/---
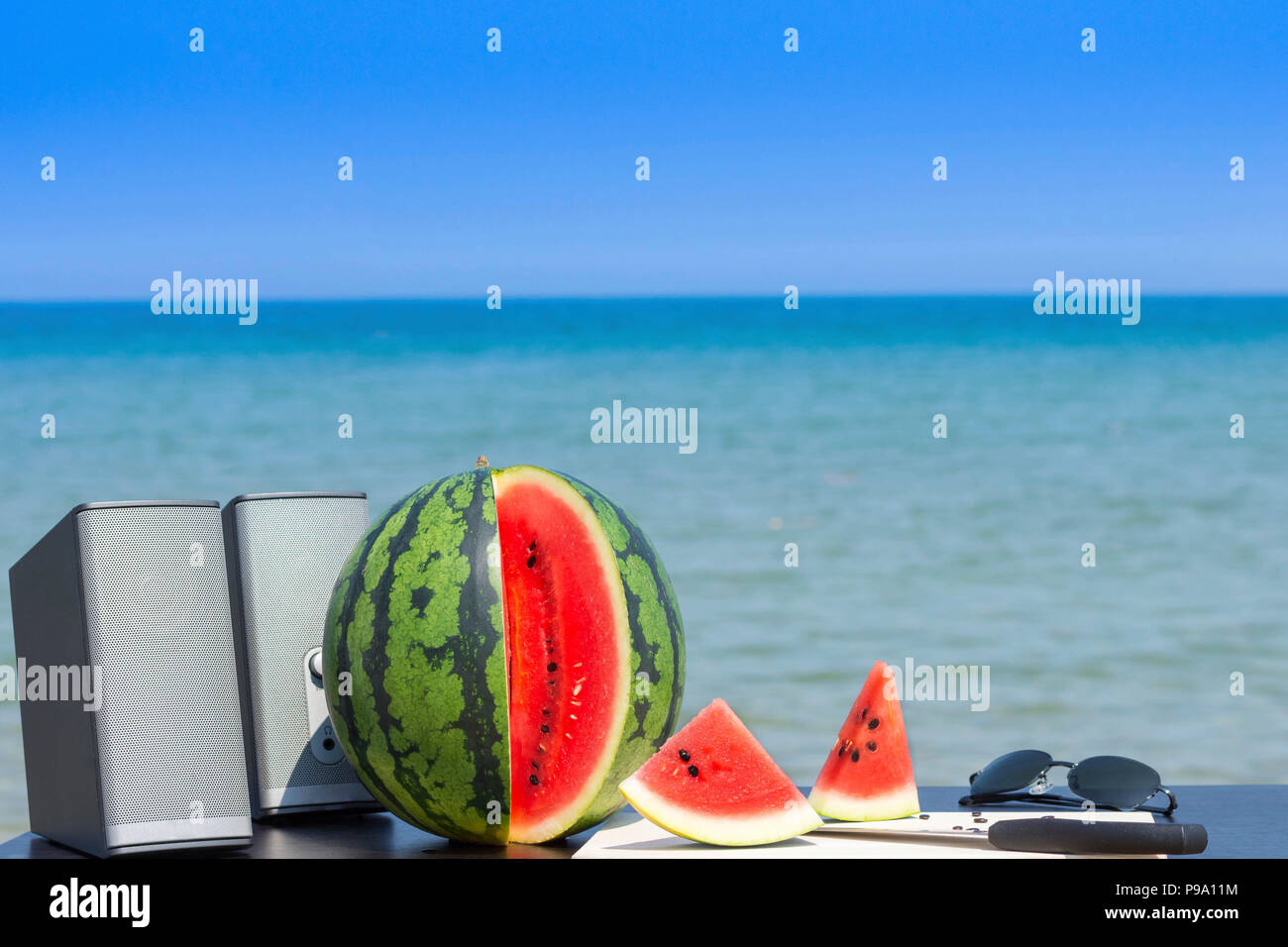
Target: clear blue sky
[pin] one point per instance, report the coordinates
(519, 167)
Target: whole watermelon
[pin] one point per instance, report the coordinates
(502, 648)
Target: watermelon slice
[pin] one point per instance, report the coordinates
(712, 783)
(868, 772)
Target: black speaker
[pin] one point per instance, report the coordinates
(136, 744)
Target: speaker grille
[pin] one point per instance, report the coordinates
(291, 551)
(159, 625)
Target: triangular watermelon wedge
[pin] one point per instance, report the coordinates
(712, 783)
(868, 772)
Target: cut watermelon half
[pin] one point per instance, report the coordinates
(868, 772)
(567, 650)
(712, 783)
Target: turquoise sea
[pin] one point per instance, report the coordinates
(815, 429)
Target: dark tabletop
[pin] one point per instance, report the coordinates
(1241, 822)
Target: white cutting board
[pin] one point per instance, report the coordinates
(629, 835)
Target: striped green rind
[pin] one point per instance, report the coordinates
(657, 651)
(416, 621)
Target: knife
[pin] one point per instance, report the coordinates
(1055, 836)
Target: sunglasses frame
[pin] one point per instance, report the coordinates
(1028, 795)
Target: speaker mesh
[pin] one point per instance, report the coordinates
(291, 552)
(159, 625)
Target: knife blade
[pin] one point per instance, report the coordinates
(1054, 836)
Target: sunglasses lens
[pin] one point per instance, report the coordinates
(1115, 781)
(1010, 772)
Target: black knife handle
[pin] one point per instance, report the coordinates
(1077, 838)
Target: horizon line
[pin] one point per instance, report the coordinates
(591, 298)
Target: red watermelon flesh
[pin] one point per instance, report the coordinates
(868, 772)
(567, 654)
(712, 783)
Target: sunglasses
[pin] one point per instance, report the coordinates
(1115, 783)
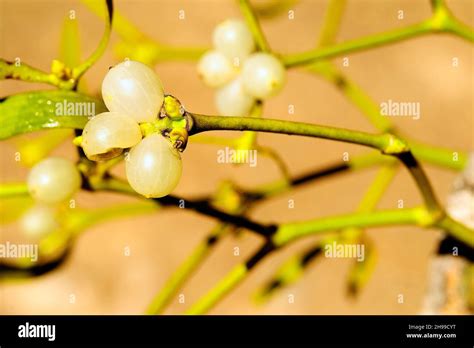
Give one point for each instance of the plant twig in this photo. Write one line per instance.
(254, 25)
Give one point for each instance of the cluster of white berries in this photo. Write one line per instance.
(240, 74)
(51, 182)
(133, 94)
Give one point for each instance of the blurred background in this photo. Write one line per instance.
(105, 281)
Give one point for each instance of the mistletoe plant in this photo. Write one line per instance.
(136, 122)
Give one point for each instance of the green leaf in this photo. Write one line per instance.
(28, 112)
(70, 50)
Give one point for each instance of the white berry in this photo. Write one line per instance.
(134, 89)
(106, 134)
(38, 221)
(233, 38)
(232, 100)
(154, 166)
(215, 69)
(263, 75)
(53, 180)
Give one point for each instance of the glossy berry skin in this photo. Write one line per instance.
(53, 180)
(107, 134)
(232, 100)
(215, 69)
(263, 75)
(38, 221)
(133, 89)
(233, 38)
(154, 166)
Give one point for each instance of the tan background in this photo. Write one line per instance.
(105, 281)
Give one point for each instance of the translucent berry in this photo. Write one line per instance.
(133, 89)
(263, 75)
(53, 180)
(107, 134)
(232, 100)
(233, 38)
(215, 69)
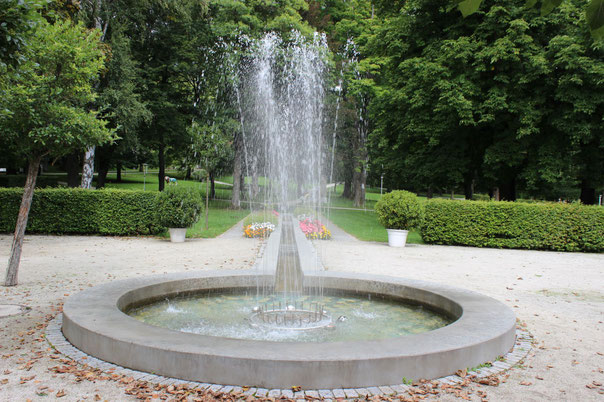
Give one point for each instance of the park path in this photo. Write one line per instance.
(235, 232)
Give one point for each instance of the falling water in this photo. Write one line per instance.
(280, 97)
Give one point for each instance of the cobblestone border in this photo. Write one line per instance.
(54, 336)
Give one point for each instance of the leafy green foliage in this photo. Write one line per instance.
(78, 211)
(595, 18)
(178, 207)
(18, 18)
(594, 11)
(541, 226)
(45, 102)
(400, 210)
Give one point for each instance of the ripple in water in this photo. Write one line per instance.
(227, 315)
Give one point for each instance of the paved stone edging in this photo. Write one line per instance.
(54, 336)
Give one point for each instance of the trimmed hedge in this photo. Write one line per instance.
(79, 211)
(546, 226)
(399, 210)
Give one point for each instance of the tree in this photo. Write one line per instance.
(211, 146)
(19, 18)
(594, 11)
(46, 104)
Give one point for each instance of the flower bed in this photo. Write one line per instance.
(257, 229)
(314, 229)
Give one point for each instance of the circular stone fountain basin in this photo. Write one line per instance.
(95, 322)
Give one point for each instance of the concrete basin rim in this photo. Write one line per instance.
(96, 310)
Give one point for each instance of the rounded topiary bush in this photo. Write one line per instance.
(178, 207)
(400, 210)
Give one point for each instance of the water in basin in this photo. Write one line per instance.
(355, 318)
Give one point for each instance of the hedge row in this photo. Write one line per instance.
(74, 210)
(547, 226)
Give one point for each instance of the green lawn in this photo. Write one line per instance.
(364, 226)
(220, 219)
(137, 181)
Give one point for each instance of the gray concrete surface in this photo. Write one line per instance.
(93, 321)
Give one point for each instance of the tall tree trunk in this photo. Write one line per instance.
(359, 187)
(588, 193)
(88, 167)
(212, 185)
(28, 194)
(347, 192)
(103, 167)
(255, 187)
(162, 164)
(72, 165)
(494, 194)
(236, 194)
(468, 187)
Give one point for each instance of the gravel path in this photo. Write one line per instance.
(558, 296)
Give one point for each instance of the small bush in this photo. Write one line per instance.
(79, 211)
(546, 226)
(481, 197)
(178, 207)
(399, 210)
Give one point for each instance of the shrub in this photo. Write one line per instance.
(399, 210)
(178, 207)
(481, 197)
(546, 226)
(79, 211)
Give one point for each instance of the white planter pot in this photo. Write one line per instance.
\---
--- Task description ---
The copy must reproduce the listing above verbatim and contain no pictures.

--- Output for this task ---
Target: clear blue sky
[pin] one point per instance, report the coordinates
(519, 167)
Target: whole watermelon
[pin] one point per instance, report the coordinates
(502, 648)
Target: watermelon slice
[pin] one point per instance, report the coordinates
(712, 783)
(868, 772)
Target: black speaker
[pin] one point per instance, report the coordinates
(136, 744)
Target: speaker grille
[pin] one point per instance, report the coordinates
(291, 551)
(159, 625)
Target: triangular watermelon wedge
[pin] one point per instance, report the coordinates
(712, 783)
(868, 772)
Target: cut watermelon half
[pin] one point per instance, report the coordinates
(868, 772)
(567, 650)
(712, 783)
Target: turquoise sea
[pin] one point per instance, report the coordinates
(815, 429)
Target: dark tabletop
[pin] one point per instance, report the coordinates
(1241, 822)
Target: white cutting board
[pin] one point per instance, report the coordinates
(629, 835)
Target: striped green rind
[pin] one point per instance, report the coordinates
(657, 651)
(416, 621)
Target: knife
[pin] one point per instance, report the coordinates
(1055, 836)
Target: sunglasses frame
[pin] one point per instance, report the coordinates
(1028, 795)
Target: speaker mesh
[pin] one point per instance, report the coordinates
(291, 552)
(159, 625)
Target: knife blade
[pin] one point per instance, report the coordinates
(1054, 836)
Target: sunglasses lens
[pin] one point per instance, report the coordinates
(1115, 781)
(1010, 772)
Target: black knife handle
[pin] one point per instance, report the coordinates
(1077, 838)
Target: horizon line
[pin] one point per instance, report the coordinates
(591, 298)
Target: red watermelon flesh
[pin] one point per instance, report the coordinates
(868, 772)
(567, 654)
(712, 783)
Target: sunglasses
[pin] one point per instance, report the coordinates
(1115, 783)
Give one point for each instance of the plant twig in this photo. Write one line per instance.
(254, 25)
Give one point for each instance of the cluster of white berries in this photo. Write one line per instance.
(240, 74)
(51, 182)
(133, 94)
Give one point for each instance of the blurred background in this photo. Write one line per instance.
(105, 281)
Give one point for each instance of the mistletoe plant in this photo. Write one line per instance.
(136, 122)
Give one point for each instance of the green leaf in this photo. Write one line per instance.
(28, 112)
(70, 50)
Give one point for each instance of the white berry in this photo. Write one line per instance.
(134, 89)
(106, 134)
(38, 221)
(233, 38)
(232, 100)
(154, 166)
(215, 69)
(263, 75)
(53, 180)
Give one point for each instance of the glossy berry skin in this photo. Write one line per instance.
(53, 180)
(107, 134)
(232, 100)
(215, 69)
(263, 75)
(38, 221)
(133, 89)
(233, 38)
(154, 166)
Give one point for each instance of the tan background in this photo. Write one line per instance.
(105, 281)
Give one point for each instance of the translucent berry in this photo. Write one line per instance.
(133, 89)
(263, 75)
(53, 180)
(107, 134)
(232, 100)
(233, 38)
(215, 69)
Give one point for each instance of the park path in this photo. Write one line per instance.
(235, 232)
Give one point for each instance of the falling water in this photo. Write one line per instance.
(280, 97)
Give one point for each instance of the cobblestone border in this photo. Write one line per instance.
(54, 336)
Give one point for each instance of the leafy green foliage in this photo. Write one line per instance.
(78, 211)
(595, 18)
(178, 207)
(18, 18)
(594, 11)
(541, 226)
(45, 102)
(400, 210)
Give one point for each instance of the ripple in water in this photo. Write one line per instance.
(227, 315)
Give one point for each instance of the paved stone edging in this photo. Write one line per instance.
(54, 336)
Give one point for each instance of the trimmed hedge in this photo. Write one line per instance.
(79, 211)
(546, 226)
(399, 210)
Give one point for each instance of the tree in this photo. Write one line per instance.
(211, 146)
(19, 18)
(594, 11)
(46, 104)
Give one point for each instance of the flower bed in this photo. Write one line per instance.
(257, 229)
(314, 229)
Give one point for each instance of the circular stone fountain basin in this photo. Write one line per instance.
(95, 322)
Give one point for each instance of the concrete basin rim in this photo. Write one line per instance.
(96, 310)
Give one point for each instance of the rounded topiary bush in this photo. Write one line per instance.
(178, 207)
(400, 210)
Give one point for each instance of the water in basin in this photo. Write one line per instance.
(355, 318)
Give one point for each instance of the hedge row in this photo. Write one line per instance.
(74, 210)
(547, 226)
Give one point for each instance of the green lawn in this photo. Write one line per instance.
(364, 226)
(220, 219)
(137, 181)
Give one point for each instance of the gray concrete surface in this photo. Write one line per instance.
(93, 321)
Give one point for each instance of the tall tree trunk in this photo. Write one line per instance.
(359, 187)
(588, 193)
(88, 167)
(212, 185)
(28, 194)
(347, 192)
(103, 167)
(255, 187)
(162, 164)
(72, 165)
(494, 194)
(236, 194)
(468, 187)
Give one point for each instance of the gravel path in this photo. Write one line per instance.
(558, 296)
Give one point for each instance of the small bush in this photo. Write one line per instance.
(79, 211)
(546, 226)
(481, 197)
(178, 207)
(399, 210)
Give one point for each instance of the shrub in this photo. Write one line per instance.
(399, 210)
(178, 207)
(481, 197)
(546, 226)
(79, 211)
Give one point for each instance of the white planter pot in this photo. Write one line per instance.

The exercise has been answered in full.